- Opening Delimiter -
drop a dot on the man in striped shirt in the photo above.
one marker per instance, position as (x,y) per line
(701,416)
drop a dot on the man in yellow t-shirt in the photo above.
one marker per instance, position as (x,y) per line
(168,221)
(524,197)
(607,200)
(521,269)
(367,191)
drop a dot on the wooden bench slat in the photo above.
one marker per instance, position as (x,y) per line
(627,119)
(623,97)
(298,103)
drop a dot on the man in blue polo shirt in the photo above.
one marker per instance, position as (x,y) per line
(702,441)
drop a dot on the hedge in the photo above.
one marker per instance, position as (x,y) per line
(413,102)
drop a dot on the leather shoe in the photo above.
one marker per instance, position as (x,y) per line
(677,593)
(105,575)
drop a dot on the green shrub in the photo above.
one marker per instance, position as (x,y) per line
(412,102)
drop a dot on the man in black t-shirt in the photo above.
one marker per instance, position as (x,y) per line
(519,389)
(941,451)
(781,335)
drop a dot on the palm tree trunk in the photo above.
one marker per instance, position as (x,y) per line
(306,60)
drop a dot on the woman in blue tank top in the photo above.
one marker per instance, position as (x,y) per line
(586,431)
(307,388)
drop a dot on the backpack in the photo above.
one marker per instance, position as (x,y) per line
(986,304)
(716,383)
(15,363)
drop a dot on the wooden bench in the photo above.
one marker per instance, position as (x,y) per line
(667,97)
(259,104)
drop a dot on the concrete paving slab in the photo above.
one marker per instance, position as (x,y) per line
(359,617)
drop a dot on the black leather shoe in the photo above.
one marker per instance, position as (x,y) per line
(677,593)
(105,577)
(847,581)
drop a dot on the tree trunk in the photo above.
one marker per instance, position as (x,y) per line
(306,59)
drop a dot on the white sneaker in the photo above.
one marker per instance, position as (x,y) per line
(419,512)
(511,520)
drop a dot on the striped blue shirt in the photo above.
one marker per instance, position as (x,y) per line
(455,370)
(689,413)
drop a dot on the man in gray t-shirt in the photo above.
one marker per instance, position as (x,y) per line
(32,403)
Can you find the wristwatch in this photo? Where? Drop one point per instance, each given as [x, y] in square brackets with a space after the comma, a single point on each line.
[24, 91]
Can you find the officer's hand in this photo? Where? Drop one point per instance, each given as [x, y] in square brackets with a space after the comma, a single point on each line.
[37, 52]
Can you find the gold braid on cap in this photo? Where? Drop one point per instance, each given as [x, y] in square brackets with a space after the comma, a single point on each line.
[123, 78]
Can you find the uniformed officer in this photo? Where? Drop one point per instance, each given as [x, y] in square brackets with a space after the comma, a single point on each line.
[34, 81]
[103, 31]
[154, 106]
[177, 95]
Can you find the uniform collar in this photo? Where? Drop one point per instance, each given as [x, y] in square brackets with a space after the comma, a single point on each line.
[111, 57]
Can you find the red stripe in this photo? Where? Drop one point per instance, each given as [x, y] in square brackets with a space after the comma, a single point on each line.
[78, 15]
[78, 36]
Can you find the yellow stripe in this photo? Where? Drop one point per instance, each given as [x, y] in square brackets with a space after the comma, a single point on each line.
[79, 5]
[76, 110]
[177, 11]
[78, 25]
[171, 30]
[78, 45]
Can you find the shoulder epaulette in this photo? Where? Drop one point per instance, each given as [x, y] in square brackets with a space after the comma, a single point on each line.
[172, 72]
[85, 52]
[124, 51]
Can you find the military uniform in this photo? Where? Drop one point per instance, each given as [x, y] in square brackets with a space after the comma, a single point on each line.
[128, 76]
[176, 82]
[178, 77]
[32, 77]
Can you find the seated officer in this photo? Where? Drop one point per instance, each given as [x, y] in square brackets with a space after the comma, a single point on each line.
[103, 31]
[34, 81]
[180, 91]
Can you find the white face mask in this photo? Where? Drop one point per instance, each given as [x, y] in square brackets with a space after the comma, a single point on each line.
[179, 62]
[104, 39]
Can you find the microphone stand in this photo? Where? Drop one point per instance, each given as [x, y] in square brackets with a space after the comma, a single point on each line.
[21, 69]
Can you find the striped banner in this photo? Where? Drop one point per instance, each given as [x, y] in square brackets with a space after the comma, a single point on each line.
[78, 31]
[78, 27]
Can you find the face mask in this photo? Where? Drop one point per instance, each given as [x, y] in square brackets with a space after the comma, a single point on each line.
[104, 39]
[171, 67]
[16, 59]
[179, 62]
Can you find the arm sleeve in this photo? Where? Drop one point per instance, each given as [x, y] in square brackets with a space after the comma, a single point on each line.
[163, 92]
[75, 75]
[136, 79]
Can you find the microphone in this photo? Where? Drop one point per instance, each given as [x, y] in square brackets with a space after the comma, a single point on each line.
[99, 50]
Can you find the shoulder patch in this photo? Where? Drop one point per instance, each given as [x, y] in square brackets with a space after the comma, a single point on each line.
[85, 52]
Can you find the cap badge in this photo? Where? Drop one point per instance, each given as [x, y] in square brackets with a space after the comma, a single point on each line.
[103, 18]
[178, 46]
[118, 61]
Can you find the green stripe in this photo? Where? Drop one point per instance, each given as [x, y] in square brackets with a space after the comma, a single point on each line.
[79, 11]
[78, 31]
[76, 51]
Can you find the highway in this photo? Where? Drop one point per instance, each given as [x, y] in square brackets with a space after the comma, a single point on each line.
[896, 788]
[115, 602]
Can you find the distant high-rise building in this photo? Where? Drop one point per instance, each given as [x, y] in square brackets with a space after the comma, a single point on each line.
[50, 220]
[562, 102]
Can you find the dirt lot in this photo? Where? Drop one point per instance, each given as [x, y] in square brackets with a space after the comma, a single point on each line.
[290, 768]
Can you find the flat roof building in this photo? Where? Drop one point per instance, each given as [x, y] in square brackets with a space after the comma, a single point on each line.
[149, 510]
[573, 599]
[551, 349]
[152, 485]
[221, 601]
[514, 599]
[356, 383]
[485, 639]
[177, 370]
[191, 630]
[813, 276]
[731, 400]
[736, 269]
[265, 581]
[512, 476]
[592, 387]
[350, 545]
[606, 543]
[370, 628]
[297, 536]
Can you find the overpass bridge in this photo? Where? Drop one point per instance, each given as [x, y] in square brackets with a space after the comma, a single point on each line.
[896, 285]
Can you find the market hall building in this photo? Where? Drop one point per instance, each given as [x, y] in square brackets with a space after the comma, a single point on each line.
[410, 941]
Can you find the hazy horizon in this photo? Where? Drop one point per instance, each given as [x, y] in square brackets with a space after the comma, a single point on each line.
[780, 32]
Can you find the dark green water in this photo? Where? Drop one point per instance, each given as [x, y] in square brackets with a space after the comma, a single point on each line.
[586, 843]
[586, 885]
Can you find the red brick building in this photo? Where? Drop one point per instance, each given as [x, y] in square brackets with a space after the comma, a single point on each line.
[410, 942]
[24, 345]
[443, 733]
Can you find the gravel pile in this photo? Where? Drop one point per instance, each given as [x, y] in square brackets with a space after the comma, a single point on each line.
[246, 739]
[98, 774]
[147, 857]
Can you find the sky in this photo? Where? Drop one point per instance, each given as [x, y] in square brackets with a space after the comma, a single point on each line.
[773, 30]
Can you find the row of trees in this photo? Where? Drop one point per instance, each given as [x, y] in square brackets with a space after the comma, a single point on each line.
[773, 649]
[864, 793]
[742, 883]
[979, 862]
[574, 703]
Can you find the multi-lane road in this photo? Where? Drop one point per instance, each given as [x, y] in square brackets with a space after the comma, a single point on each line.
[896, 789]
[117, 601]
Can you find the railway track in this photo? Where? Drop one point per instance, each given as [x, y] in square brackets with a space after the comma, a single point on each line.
- Closing Delimiter -
The task:
Give back each line above precisely as it stands.

Exercise output:
drop a dot on the man in striped shirt in the photo above.
one marker per instance, position as (x,y) per line
(701,416)
drop a dot on the man in yellow t-shirt in the photo above.
one marker per instance, position as (x,y) per line
(168,221)
(524,197)
(607,200)
(521,269)
(367,191)
drop a dot on the wooden bench slat in the photo above.
one marker per instance, position as (x,y) per line
(627,119)
(623,97)
(298,103)
drop a dot on the man in blue polo shirt in the photo above.
one marker per instance, position as (x,y) per line
(702,441)
drop a dot on the hedge in the photo above.
one marker per instance, position as (x,y) per line
(413,102)
drop a dot on the leather shoe in the photo above.
one marker per instance, position as (x,y) per line
(677,593)
(105,575)
drop a dot on the green shrub in the photo above.
one marker per instance, position as (x,y) per line
(412,102)
drop a dot on the man in black t-shirt in the photo above.
one marker per instance, position as (x,y) per line
(519,389)
(941,451)
(781,335)
drop a dot on the palm tree trunk in the photo above.
one marker per instance, position as (x,y) per line
(306,60)
drop a dot on the woman in blue tank top in the photo above.
one marker per instance, position as (x,y) per line
(586,431)
(307,388)
drop a dot on the backpack in the photo above.
one marker per instance, position as (x,y) per line
(986,304)
(716,383)
(15,363)
drop a dot on the wooden bench in the photo above.
one marker per instance, position as (x,y) per line
(667,97)
(259,104)
drop a dot on the concrete paving slab in the photo above.
one marker per instance, position as (x,y) per line
(359,617)
drop a dot on the black leather shoe in the photo above.
one marker per instance, position as (x,y) per line
(677,593)
(105,577)
(847,581)
drop a dot on the tree trunk in the photo above.
one marker per instance, position as (x,y) per line
(306,59)
drop a dot on the white sneaker in the photo above.
one marker per instance, position as (x,y) per line
(419,512)
(511,520)
drop a dot on the striped blue shirt in the photo above.
one marker per instance, position as (x,y) per line
(455,370)
(689,413)
drop a dot on the man in gray t-shirt in the photo above.
one marker per instance, position as (x,y) per line
(32,403)
Can you find the wristwatch in this photo? Where? Drop one point per instance, each given as [x, y] in square brackets with a space after the comma, a single point on each line.
[24, 91]
Can you find the officer's hand in this photo? Where? Drop one point per instance, each given as [x, y] in square brackets with a space after the comma, a single point on each line.
[37, 52]
Can you find the gold braid on cap in this photo? Where? Drop one point per instance, each given as [x, y] in square brackets with a space after the comma, a single point on each line.
[123, 78]
Can you find the uniformed officer in this photo? Where? Drop one point per instance, each given as [x, y] in square brackets with a space after the comma, a single point on each line.
[34, 81]
[103, 31]
[154, 106]
[177, 95]
Can you find the uniform collar in this photo? Where? Drop one point per instance, each given as [x, y] in square brackets with a space after the comma, a single point on each line.
[111, 57]
Can you find the red stripe in this photo? Where? Drop one point per instance, each given as [x, y] in square brackets with a space after the comma, a single point on each line.
[78, 15]
[78, 36]
Can you find the yellow stripe in this photo? Where? Drop one point per instance, each given as [x, y] in square brackets with a space after the comma, a single point on each line.
[79, 5]
[76, 110]
[177, 11]
[78, 25]
[171, 30]
[78, 45]
Can you find the shoulder epaulette in this photo? Where? Drop one point per instance, each given as [x, y] in square brackets with a space after the comma, a single point on each line.
[172, 72]
[85, 52]
[124, 51]
Can you find the military uniform in this photo? Where? Drop one point per instance, each given as [x, y] in square brackets with a space after the comma, a single point on each line.
[128, 76]
[176, 82]
[178, 77]
[32, 77]
Can you find the seated officer in this photo? Where? Drop one point per instance, each given as [x, y] in square brackets with a space after the comma, a single point on each line.
[103, 31]
[34, 81]
[180, 91]
Can you find the white face mask in this photo? Where? Drop one point per instance, each given as [x, y] in square brackets with a space after the comma, a single point on each line.
[179, 62]
[104, 39]
Can you find the microphone stand in this photo? Where? Drop one point per instance, each given as [x, y] in square brackets with a space after the comma, a single point on each line.
[21, 69]
Can you find the striped banner in this photo? Where? Drop one point per instance, each given as [x, y] in square brackets with a space after the comma, a single point on each line.
[78, 31]
[78, 27]
Can you find the face mask in this photo? Where? Drop one point per instance, each given as [x, y] in square brackets with a space after the comma, a single point on each line.
[104, 39]
[171, 67]
[16, 59]
[179, 62]
Can you find the arm sleeve in this photo? Where? Drop one point per instance, each given as [x, y] in square brackets with a space after the comma, a single point on each line.
[163, 92]
[75, 75]
[136, 79]
Can you find the microphone in this photo? Where? Drop one point per instance, each given as [x, y] in square brackets with a space after the comma, a single point on each line.
[99, 50]
Can you find the shoulder patch in this photo? Where? Drop one point per instance, each given as [x, y] in square brackets with a space after the comma, a single point on each line.
[85, 52]
Can you find the cap badge in this photo? Where? Drop one point per instance, each given as [x, y] in square brackets with a space after the comma, a single point on each line.
[103, 18]
[178, 46]
[118, 61]
Can you find the green stripe in this photo? Where? Drop one point per instance, each given as [x, y] in square brackets with a space after the comma, a single point on each line.
[79, 11]
[78, 31]
[76, 51]
Can you find the highway in this photo? Where? Drop one point per instance, each given as [x, y] in square brackets with a space after the comma, a single point on each line.
[896, 788]
[115, 602]
Can you find the distant high-rise building in this photo? Where? Drop one point per instance, each given as [x, y] in square brackets with a space after the comma, a single point on each line.
[50, 220]
[562, 102]
Can you find the dirt lot in this photo? Where? Drop one point per instance, each given as [x, y] in square brackets with a space after the comma, a single point on each line.
[290, 768]
Can you find the flat roof building in this photo? Where? Drop one point per instance, each given as [x, y] in square brackets with a space after the comma, a single point on each line.
[149, 510]
[573, 599]
[551, 349]
[152, 485]
[221, 601]
[514, 599]
[356, 383]
[485, 639]
[177, 370]
[191, 630]
[813, 276]
[731, 400]
[736, 269]
[265, 581]
[512, 476]
[592, 387]
[350, 545]
[606, 543]
[370, 628]
[297, 536]
Can you find the overpass bridge in this photo? Where? Drop one point per instance, each given as [x, y] in square brackets with a space after the comma, a single point on each line.
[896, 285]
Can you find the market hall building in this photo? Where? Drop one point per instance, each given as [x, y] in square brackets with a space after the comma, a single point on each line.
[410, 941]
Can you find the hazy horizon in this photo? Where? Drop one point per instance, each given as [x, y] in square brackets with a space after the comma, a single point on each line.
[780, 32]
Can you find the dark green water in this photo? Where? Drop one point per instance, each given as [x, y] in square brackets with a space after the comma, a single point on each line.
[586, 843]
[586, 885]
Can you find the red brick building in this photo? Where? Drop one point per instance, each given as [x, y] in square brackets with a space after the comma, a single point on each line.
[410, 942]
[24, 345]
[443, 733]
Can you find the gravel pile in this photo? Where? Drop one point per instance, each given as [x, y] in square brackets with a space after the comma, a single point on each line.
[246, 739]
[98, 774]
[147, 857]
Can you find the sky in this photo? Where? Drop one point per instance, each given as [x, y] in square brackets with a space after the comma, a single point on each line.
[773, 30]
Can you find the row of trees in this photo? Where? Drop one point per instance, each given as [x, y] in square brackets with a space after the comma, a single point on each line.
[773, 649]
[864, 793]
[742, 883]
[979, 862]
[574, 703]
Can you find the multi-lane road in this photo? Where? Drop one point per instance, each given as [x, y] in square brackets with a space after the comma, a single point on each line.
[896, 789]
[117, 601]
Can you find the railway track in this photo? Where? Drop one point per instance, each given as [x, y] in square brackets with a space after the comma, a single point on each line.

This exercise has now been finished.